» **Task description**:
Nothing outside the range below should be printed. Output exactly the lines from the line with "Target: red barn" to the line with "column 105, row 60", both included.

» **Given records**:
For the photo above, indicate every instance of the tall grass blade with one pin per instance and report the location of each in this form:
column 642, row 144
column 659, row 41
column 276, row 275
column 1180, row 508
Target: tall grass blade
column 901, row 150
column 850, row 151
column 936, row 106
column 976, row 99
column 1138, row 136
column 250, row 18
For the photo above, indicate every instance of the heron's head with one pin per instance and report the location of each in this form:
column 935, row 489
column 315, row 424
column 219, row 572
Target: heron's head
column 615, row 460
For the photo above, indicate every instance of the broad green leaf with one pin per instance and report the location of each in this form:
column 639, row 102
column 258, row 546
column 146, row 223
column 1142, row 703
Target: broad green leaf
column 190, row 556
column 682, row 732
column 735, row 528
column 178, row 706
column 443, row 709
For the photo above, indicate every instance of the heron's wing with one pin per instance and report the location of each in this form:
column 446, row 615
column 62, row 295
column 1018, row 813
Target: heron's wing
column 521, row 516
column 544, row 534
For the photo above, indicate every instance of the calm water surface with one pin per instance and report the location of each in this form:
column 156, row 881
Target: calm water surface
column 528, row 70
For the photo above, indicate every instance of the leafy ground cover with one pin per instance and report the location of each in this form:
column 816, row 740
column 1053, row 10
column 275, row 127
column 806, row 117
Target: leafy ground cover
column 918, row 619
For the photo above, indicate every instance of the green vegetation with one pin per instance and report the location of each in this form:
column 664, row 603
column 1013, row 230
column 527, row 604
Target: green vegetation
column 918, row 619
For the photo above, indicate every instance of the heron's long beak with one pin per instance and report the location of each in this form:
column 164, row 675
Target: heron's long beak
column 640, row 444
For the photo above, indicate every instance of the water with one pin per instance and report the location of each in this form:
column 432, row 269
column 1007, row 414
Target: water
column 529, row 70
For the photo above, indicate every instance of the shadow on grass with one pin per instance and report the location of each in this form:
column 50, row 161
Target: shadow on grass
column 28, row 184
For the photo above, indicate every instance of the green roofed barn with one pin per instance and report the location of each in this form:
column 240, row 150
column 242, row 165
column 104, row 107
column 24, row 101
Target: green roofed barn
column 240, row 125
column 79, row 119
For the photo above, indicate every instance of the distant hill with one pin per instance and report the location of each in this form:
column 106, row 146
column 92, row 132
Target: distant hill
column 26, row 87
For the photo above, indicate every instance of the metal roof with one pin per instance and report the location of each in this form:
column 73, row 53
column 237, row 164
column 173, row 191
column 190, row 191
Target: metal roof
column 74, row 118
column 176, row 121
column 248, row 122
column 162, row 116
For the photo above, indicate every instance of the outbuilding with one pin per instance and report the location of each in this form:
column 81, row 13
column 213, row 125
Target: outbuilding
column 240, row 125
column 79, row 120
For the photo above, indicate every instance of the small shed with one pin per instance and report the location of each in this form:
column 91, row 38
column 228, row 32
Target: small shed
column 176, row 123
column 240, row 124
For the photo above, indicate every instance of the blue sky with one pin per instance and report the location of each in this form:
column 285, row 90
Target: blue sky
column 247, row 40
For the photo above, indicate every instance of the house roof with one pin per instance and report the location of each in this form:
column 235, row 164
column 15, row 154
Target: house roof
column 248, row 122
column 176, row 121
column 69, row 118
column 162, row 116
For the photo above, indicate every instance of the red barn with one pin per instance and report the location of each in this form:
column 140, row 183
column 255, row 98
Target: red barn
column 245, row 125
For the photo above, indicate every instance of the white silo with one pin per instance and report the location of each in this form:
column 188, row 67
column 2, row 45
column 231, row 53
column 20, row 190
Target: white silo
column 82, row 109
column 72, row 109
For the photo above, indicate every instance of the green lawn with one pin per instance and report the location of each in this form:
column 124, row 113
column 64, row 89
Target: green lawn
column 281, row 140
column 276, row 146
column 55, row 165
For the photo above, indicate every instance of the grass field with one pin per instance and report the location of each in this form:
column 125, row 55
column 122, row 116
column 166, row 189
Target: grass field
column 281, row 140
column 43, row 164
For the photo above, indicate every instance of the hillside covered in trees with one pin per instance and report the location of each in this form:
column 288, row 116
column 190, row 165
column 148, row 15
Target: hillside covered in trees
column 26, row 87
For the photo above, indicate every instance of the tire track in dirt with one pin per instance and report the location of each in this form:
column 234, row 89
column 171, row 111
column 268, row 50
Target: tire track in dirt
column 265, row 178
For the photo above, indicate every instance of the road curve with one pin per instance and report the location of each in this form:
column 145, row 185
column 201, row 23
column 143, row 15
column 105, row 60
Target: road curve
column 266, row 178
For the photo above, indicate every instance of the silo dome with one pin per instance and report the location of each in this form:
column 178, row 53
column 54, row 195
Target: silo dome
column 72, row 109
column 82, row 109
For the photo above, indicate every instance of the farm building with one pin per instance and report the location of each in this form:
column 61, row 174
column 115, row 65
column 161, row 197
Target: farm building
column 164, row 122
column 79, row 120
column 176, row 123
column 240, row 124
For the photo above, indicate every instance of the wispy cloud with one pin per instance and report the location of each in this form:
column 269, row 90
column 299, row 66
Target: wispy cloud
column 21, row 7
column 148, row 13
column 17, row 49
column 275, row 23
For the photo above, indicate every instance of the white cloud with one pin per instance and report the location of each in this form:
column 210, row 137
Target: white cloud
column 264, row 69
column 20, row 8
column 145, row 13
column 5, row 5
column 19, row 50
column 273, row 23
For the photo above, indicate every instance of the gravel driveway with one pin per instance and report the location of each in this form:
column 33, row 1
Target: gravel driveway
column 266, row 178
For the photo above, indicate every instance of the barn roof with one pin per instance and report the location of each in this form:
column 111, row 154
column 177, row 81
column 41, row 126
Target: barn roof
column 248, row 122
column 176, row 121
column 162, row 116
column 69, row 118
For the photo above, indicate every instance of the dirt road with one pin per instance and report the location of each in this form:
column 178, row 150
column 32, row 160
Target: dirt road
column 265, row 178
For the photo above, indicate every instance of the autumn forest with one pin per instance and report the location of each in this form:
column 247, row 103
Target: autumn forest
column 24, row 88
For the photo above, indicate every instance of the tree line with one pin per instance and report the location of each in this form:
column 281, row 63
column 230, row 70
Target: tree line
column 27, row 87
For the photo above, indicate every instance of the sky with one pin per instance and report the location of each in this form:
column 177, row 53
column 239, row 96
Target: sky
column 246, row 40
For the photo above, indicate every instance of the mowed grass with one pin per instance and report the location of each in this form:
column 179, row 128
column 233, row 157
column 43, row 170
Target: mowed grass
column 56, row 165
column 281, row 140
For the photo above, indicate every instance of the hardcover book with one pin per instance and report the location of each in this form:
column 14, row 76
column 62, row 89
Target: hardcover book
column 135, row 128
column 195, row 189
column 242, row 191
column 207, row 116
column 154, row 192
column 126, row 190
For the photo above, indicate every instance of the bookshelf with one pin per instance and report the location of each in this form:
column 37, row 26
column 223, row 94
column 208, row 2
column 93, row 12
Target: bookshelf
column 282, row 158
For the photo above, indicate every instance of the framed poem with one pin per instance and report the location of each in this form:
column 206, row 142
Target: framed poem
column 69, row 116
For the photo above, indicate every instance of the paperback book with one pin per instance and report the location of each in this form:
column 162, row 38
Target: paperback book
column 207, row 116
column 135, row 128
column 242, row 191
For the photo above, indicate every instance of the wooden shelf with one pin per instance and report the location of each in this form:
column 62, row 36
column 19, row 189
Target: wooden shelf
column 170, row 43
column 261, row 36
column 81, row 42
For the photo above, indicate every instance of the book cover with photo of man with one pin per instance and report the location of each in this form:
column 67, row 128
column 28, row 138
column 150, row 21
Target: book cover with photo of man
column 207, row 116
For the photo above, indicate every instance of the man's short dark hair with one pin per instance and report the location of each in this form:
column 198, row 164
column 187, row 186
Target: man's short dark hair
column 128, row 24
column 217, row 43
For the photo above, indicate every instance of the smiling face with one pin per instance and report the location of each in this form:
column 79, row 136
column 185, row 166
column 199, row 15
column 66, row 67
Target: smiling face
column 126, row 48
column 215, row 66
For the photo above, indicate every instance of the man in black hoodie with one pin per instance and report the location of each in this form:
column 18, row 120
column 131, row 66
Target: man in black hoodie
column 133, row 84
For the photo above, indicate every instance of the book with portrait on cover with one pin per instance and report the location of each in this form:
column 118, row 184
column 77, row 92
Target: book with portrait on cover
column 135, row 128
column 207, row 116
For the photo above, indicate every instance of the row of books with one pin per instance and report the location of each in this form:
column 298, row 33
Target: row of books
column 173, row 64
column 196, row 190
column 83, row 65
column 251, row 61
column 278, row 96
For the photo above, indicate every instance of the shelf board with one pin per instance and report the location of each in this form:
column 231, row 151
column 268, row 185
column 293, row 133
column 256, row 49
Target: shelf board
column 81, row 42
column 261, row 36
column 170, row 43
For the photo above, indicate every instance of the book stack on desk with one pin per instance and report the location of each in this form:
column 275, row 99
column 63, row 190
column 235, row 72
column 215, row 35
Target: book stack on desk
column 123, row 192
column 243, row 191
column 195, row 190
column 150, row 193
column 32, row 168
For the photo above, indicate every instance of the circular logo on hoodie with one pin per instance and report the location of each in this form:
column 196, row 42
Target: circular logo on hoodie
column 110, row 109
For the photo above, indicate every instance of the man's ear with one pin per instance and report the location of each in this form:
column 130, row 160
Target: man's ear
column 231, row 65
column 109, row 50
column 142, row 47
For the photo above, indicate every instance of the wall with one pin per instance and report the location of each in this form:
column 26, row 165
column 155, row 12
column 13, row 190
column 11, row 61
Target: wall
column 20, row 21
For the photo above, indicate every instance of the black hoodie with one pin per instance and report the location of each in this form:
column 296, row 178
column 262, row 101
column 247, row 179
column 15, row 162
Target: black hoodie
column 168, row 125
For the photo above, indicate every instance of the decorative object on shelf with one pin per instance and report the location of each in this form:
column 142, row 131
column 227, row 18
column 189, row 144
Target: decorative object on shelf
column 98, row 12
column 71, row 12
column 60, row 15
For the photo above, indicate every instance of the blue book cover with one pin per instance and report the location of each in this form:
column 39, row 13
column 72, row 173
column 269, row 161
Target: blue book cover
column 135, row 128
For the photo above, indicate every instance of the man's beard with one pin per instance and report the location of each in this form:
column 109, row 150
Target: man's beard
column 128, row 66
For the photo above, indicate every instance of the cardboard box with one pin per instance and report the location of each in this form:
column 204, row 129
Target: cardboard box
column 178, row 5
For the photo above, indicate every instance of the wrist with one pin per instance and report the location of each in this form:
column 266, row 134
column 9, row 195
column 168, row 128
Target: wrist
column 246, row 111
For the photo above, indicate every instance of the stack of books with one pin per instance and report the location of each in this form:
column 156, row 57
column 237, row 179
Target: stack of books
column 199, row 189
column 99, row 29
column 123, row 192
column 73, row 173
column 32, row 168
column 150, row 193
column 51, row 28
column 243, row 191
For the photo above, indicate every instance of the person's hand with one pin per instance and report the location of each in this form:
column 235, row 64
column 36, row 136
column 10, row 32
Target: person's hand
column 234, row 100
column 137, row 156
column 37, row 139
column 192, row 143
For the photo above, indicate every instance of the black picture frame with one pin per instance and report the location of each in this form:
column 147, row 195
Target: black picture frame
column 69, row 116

» **Expected answer**:
Target: red barn
column 245, row 125
For the photo above, indicate every instance of the white silo with one pin per instance and report the location of each in this form:
column 188, row 67
column 2, row 45
column 231, row 53
column 20, row 190
Target: white silo
column 82, row 109
column 72, row 109
For the photo above, indicate every instance of the green lawn with one pin per instance and report the location of each in this form:
column 124, row 113
column 64, row 89
Target: green lawn
column 281, row 140
column 276, row 146
column 55, row 165
For the photo above, indicate every instance of the grass field with one pin per instance and report the location of each in this form:
column 125, row 55
column 122, row 116
column 166, row 189
Target: grass field
column 281, row 140
column 43, row 164
For the photo above, indicate every instance of the hillside covered in trees with one pin per instance and report the location of each in this form:
column 288, row 116
column 190, row 165
column 148, row 15
Target: hillside covered in trees
column 26, row 87
For the photo above, indicate every instance of the tire track in dirt with one pin per instance and report the location of each in this form:
column 234, row 89
column 171, row 111
column 268, row 50
Target: tire track in dirt
column 265, row 178
For the photo above, indicate every instance of the road curve with one pin per instance and report the location of each in this form:
column 145, row 185
column 201, row 23
column 143, row 15
column 105, row 60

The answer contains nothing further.